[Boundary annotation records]
|---|
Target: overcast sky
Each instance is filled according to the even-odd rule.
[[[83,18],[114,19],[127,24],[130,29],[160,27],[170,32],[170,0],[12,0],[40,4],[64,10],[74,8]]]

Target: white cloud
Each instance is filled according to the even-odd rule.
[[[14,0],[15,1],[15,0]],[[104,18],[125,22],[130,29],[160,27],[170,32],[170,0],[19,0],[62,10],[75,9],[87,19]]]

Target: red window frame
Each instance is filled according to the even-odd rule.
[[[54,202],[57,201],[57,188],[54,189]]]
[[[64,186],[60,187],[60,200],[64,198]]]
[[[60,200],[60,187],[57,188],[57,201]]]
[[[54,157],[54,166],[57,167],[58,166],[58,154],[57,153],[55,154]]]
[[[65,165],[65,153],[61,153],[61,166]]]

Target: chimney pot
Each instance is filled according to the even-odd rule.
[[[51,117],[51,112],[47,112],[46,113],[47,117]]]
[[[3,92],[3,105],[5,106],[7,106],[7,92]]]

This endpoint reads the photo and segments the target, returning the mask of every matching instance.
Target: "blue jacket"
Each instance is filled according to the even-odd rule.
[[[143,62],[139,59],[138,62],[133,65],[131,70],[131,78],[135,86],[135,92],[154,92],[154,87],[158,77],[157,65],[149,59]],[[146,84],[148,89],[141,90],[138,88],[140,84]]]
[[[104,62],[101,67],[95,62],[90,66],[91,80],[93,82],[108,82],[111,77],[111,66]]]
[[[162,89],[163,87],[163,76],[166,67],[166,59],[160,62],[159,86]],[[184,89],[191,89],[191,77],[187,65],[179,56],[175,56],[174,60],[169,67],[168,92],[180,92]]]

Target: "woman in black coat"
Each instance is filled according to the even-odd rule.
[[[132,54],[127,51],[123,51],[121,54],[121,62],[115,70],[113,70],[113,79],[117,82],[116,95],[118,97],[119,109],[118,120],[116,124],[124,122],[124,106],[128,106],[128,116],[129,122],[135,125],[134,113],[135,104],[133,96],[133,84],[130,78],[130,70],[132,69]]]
|---|
Reproduce every one of the records above verbatim, line for line.

Target: overcast sky
Each instance is filled according to the even-odd rule.
[[[83,18],[114,19],[127,24],[130,29],[160,27],[170,32],[170,0],[12,0],[40,4],[64,10],[74,8]]]

Target: white cloud
Each instance is filled according to the even-odd rule.
[[[14,0],[15,1],[15,0]],[[104,18],[125,22],[130,29],[160,27],[170,32],[170,0],[19,0],[62,10],[75,9],[87,19]]]

Target: red window frame
Each instance is filled according to the even-odd rule.
[[[54,202],[57,201],[57,188],[54,189]]]
[[[64,186],[60,187],[60,200],[64,198]]]
[[[60,200],[60,187],[57,188],[57,201]]]
[[[54,157],[54,166],[57,167],[58,166],[58,154],[57,153],[55,154]]]
[[[65,165],[65,153],[61,153],[61,166]]]

Target: chimney pot
Each instance is filled according to the even-odd rule.
[[[51,117],[51,112],[47,112],[46,113],[47,117]]]
[[[3,92],[3,105],[5,106],[7,106],[7,92]]]

This endpoint reads the photo and segments the target, returning the mask of every matching instance.
Target: "blue jacket"
Each instance is filled according to the even-odd rule.
[[[143,62],[139,59],[138,62],[133,65],[131,70],[131,78],[135,86],[135,92],[154,92],[154,87],[158,77],[157,65],[149,59]],[[146,84],[148,89],[141,90],[138,88],[140,84]]]
[[[104,62],[101,67],[95,62],[90,66],[91,80],[93,82],[108,82],[111,77],[111,66]]]
[[[162,89],[163,87],[163,76],[166,67],[166,59],[160,62],[159,86]],[[184,89],[191,89],[191,77],[187,65],[179,56],[175,56],[174,60],[169,67],[168,92],[180,92]]]

Target: "woman in black coat"
Each instance is filled according to the even-odd rule.
[[[132,54],[127,51],[123,51],[121,54],[121,62],[115,70],[113,70],[113,79],[117,82],[116,95],[118,97],[119,109],[118,120],[116,124],[124,122],[124,106],[128,106],[128,116],[129,122],[135,125],[134,113],[135,104],[133,96],[133,84],[130,78],[130,70],[132,69]]]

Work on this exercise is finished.